= Page text =
################
Magic Johnson has delivered on his promise: The Lakers have their superstar. And not just any superstar—possibly the greatest of all time. But there is more that needs to be done to create the dynasty L.A. fans have been waiting for.

Michael Weinstein

It’s been in the works for more than a year. Around the start of the 2017 NBA playoffs, executives and agents across the NBA began to increasingly discuss the possibility of LeBron James taking his talents to the Lakers after hitting free agency in 2018. One year later, it manifested into reality. LeBron James agreed to a four-year, $154 million contract with the Lakers, Klutch Sports announced in a press release on Sunday night.

The announcement was low-key compared to James’s past two decisions, but his plans are now bigger than ever. Los Angeles is home: LeBron owns two mansions in Brentwood and has invested in numerous businesses across the city, and it’s where Klutch Sports, the sports-management agency that represents James, conducts some of its business and where Uninterrupted, James’s sports media and entertainment company, is primarily based. Multiple sources across the industry have confirmed that James’s son, Bronny, has committed to play basketball at private-school powerhouse Sierra Canyon, which was first mentioned by Gary Payton in an interview with Black Sports Online. With his family settled and a long-term contract with his new team, James can begin his transition to his postcareer life. Movie star. Businessman. Team owner. In Los Angeles, LeBron will continue building his empire in his spare time, when he isn’t competing for championships.

The writing was on the wall for James’s exit. The Cavaliers knew even if they didn’t know. Cleveland reportedly operated this past month as though James leaving was inevitable. It only wasn’t until a Saturday morning phone call with Cavs owner Dan Gilbert that their breakup became “Facebook official,” per league sources. And then, as others reported, a meeting with Magic Johnson at one of LeBron’s homes in Brentwood sealed the deal with the Lakers. Everything else was theater. Cleveland had exhausted its potential with its aging roster that lacked the flexibility to become a legitimate challenger to the Warriors. That’s partially on LeBron for hamstringing the Cleveland front office with short-term deals and leveraging the team into overpaying for J.R. Smith and Tristan Thompson. Nonetheless, Cleveland got the one title that was promised. But after losing two NBA Finals, trading Kyrie Irving, and undergoing a general manager change since then, the Cavaliers made clear to anyone who was paying attention who they were: a borderline playoff team that was carried to the Finals by possibly the greatest player ever.
################
= Written instruction =
In the passage on LeBron James joining the Lakers, rewrite everything from "Magic Johnson has" down to "been waiting for.", swapping "dynasty" for "championship era".

= Information shown =
################
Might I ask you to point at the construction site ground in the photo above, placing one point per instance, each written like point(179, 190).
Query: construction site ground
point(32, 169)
################
= Task solution =
Magic Johnson has delivered on his promise: The Lakers have their superstar. And not just any superstar—possibly the greatest of all time. But there is more that needs to be done to create the championship era L.A. fans have been waiting for.